§ **SET OF TASKS**
• a. Retype the stretch of the passage on fiber-optic seismic sensing from "Finding solutions to" through "and vehicular traffic).", keeping every word and mark unchanged.
• b. From the rows below, echo the stretch from the line that contains "We need the bounding box for the ceiling fan motor" through the line that contains "left=576, top=233, right=593, bottom=274", both lines included, with nothing altered.

§ **PASSAGE PROVIDED**
* start *
Finding solutions to several of the most pressing environmental, energy, and geohazards challenges of our time—from carbon sequestration to major earthquakes—depends on our ability to understand Earth’s subsurface and how we interact with it. This understanding largely emerges from the study of underground vibrations that result from both natural events (e.g., earthquakes, magma movements, and even strong winds and rainstorms) and human activities (e.g., hydraulic fracturing, excavation, and vehicular traffic).
Seismometer networks are conventionally used to map and track these vibrations, but setting up these networks can be difficult, expensive, or impossible, depending on the setting. A recent alternative is to gather data on vibrations from thousands of kilometers of underground fiber-optic cables already in place for telecommunications networks. However, sifting through the deluge of data these networks produce is an unwieldy task. Machine learning can help make it less daunting.
A New Use for Fiber-Optic Cables
Seismological studies, which locate and measure vibrations underground, provide a wealth of information on subsurface structure and dynamic surface-subsurface interactions. For these data to be fully useful and comparable among various studies, however, it is crucial that they are acquired at the right places and times and at appropriate spatial and temporal resolutions.
In many contexts, using traditional seismic “point” sensors to achieve these requirements can be challenging. For example, broadband seismometers that record seismic vibrations—including earthquakes, induced seismicity, seismic waves generated intentionally for subsurface imaging, and other natural and human-caused vibrations—are often expensive to purchase and costly and labor intensive to deploy. Furthermore, installing them—especially in remote environments or urban areas—often involves logistical and legal considerations related to data acquisition budgets, land access, or permitting, so many studies end up having limited temporal and spatial coverage.
In the past half decade, distributed acoustic sensing (DAS) has emerged as an attractive and versatile alternative to conventional seismometer deployments (Figure 1). DAS technology turns conventional fiber-optic cables into arrays of hundreds to thousands of strain rate sensors that enable continuous, long-term data acquisition over distances of tens of kilometers, with spatial resolutions on the order of a few meters, and at frequencies ranging from millihertz to kilohertz, allowing for detection of all manners of seismic and other types of vibrations. These vibrations momentarily distort the shape of a fiber and cause changes in the travel time of light pulses scattered throughout the fiber. Instrumentation installed at one end of the fiber, called an interrogator, can detect these changes in travel time and convert these data into information about the location of the shaking.
* end *
§ **MATERIAL**
* start *
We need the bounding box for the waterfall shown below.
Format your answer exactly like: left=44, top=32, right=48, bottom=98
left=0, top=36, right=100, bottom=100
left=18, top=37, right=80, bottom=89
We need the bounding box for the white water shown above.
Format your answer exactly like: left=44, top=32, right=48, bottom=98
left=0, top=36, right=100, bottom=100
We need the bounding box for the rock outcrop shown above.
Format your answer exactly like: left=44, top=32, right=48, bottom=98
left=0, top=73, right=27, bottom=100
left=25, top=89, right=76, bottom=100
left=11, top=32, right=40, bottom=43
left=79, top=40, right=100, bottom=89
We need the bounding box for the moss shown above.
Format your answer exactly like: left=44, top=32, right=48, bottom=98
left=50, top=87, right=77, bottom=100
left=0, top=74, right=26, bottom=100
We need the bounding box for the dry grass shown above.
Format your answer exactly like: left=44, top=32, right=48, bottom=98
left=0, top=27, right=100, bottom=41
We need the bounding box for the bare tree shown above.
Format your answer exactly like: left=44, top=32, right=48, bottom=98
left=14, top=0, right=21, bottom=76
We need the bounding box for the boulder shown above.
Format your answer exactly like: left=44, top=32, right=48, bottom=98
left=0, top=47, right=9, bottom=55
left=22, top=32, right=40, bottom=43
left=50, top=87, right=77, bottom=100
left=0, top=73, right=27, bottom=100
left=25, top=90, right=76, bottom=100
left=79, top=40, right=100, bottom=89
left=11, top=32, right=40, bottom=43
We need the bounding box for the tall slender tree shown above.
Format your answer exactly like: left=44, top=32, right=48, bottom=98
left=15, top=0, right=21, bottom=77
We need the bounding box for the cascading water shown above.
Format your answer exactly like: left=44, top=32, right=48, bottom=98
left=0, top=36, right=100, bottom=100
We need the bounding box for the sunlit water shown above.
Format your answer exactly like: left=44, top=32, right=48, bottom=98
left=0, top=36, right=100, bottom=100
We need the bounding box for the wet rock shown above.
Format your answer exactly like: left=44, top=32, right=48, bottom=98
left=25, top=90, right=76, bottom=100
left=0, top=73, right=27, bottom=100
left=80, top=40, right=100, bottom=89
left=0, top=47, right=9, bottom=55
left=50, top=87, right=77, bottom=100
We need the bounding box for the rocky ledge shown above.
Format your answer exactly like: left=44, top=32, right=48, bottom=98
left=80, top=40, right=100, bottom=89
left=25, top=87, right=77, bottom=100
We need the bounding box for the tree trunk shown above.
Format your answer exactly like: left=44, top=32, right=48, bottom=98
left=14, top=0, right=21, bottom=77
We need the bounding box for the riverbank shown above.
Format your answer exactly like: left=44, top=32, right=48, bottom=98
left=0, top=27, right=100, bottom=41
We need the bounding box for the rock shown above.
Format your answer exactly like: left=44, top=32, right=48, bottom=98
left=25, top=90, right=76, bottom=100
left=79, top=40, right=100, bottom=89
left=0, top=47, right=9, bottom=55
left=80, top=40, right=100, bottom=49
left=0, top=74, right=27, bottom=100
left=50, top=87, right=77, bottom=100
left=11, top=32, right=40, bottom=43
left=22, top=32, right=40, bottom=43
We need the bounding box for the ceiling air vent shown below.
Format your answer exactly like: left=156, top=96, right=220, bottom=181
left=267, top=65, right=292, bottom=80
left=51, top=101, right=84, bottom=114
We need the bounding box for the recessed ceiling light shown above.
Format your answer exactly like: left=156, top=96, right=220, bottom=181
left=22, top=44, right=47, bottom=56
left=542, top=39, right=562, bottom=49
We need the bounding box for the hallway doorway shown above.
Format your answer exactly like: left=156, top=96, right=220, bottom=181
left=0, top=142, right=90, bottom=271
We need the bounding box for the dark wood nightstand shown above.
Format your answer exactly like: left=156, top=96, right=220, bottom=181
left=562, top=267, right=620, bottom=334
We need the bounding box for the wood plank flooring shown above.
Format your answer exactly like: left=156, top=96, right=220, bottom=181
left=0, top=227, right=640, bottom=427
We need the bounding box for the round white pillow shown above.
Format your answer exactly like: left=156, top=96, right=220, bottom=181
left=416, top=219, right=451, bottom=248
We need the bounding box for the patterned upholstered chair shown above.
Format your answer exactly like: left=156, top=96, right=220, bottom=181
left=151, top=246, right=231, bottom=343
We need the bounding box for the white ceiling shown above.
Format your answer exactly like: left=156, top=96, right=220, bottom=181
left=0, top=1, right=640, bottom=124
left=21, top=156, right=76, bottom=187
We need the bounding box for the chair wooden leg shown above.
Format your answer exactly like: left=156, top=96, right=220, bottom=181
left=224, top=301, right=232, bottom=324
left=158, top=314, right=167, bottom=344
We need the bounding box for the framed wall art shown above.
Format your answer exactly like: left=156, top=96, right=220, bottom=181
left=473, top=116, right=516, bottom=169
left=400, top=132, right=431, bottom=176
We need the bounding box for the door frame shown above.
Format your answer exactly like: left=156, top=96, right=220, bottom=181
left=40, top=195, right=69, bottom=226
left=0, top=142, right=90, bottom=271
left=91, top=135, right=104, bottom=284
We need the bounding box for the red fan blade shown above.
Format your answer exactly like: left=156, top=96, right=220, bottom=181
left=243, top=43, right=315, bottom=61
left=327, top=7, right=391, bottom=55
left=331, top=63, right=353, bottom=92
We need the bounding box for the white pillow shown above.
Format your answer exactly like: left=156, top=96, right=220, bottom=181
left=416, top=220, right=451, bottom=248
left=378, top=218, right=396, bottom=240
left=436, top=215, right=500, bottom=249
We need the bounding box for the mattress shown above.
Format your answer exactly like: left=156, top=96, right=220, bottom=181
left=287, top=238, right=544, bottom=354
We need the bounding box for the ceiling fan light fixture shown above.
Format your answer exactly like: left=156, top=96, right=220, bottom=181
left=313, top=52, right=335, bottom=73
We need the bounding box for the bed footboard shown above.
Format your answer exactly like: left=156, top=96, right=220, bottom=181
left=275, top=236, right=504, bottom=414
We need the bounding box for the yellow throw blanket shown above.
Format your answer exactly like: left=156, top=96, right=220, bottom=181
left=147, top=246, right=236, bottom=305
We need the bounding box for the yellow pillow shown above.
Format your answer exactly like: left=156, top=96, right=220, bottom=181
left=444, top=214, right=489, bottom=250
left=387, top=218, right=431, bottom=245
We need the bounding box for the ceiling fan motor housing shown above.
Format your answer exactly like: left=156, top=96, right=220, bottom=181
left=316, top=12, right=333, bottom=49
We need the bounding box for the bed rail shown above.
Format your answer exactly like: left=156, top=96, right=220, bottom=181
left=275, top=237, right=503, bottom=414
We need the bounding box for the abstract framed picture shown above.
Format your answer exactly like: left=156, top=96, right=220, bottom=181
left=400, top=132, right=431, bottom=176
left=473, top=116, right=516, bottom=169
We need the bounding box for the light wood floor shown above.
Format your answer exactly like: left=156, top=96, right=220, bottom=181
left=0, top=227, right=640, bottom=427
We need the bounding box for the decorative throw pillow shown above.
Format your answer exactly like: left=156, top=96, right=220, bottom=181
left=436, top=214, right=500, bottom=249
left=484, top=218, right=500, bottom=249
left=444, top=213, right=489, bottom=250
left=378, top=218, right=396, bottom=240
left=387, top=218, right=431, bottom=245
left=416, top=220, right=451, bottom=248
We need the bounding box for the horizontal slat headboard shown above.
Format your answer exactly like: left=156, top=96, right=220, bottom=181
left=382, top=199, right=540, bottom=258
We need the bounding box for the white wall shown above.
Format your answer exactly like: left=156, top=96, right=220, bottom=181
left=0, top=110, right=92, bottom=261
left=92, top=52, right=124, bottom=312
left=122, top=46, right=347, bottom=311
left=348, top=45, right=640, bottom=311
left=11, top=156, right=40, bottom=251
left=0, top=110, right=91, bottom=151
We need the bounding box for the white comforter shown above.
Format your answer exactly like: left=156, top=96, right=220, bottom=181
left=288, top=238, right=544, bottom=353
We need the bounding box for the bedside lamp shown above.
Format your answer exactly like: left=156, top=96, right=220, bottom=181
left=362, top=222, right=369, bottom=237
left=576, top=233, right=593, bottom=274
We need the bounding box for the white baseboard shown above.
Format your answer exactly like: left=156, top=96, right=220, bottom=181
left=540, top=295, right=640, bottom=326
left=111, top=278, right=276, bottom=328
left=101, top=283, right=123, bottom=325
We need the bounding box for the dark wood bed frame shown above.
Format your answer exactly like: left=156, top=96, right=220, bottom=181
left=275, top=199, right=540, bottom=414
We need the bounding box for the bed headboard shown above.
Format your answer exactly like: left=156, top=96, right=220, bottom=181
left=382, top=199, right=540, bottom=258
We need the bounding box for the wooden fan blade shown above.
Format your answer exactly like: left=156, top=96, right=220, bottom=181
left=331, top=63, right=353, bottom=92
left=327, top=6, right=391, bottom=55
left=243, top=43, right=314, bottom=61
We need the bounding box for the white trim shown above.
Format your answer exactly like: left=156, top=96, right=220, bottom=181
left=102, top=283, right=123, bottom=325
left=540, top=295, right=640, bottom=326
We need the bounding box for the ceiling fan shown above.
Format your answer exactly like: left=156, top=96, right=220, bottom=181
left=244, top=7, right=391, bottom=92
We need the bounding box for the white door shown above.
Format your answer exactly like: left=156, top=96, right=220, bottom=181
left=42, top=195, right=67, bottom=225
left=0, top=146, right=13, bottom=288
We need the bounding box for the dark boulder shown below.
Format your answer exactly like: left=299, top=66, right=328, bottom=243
* end *
§ **ANSWERS PROVIDED**
• a.
Finding solutions to several of the most pressing environmental, energy, and geohazards challenges of our time—from carbon sequestration to major earthquakes—depends on our ability to understand Earth’s subsurface and how we interact with it. This understanding largely emerges from the study of underground vibrations that result from both natural events (e.g., earthquakes, magma movements, and even strong winds and rainstorms) and human activities (e.g., hydraulic fracturing, excavation, and vehicular traffic).

• b.
We need the bounding box for the ceiling fan motor housing shown above.
Format your answer exactly like: left=156, top=96, right=220, bottom=181
left=316, top=12, right=333, bottom=49
We need the bounding box for the bed rail shown above.
Format your answer exactly like: left=156, top=96, right=220, bottom=181
left=275, top=237, right=503, bottom=414
We need the bounding box for the abstract framed picture shown above.
Format your answer exactly like: left=156, top=96, right=220, bottom=181
left=400, top=132, right=431, bottom=176
left=473, top=116, right=516, bottom=169
We need the bounding box for the light wood floor shown above.
Format your answer exactly like: left=156, top=96, right=220, bottom=181
left=0, top=227, right=640, bottom=427
We need the bounding box for the decorative throw pillow shown above.
Format your answer exactly like: left=156, top=96, right=220, bottom=181
left=436, top=214, right=500, bottom=249
left=484, top=218, right=500, bottom=249
left=444, top=213, right=489, bottom=250
left=378, top=218, right=396, bottom=240
left=387, top=218, right=431, bottom=245
left=416, top=220, right=451, bottom=248
We need the bounding box for the horizontal slat headboard shown above.
Format your answer exactly like: left=156, top=96, right=220, bottom=181
left=382, top=199, right=540, bottom=258
We need the bounding box for the white wall shown above.
Format your answer exactly like: left=156, top=96, right=220, bottom=181
left=0, top=110, right=92, bottom=261
left=92, top=52, right=124, bottom=312
left=122, top=46, right=347, bottom=311
left=348, top=45, right=640, bottom=311
left=11, top=156, right=40, bottom=251
left=0, top=110, right=91, bottom=151
We need the bounding box for the white comforter shown above.
Format your answer exactly like: left=156, top=96, right=220, bottom=181
left=288, top=238, right=544, bottom=353
We need the bounding box for the bedside lamp shown above.
Format your answer exactly like: left=156, top=96, right=220, bottom=181
left=362, top=222, right=369, bottom=237
left=576, top=233, right=593, bottom=274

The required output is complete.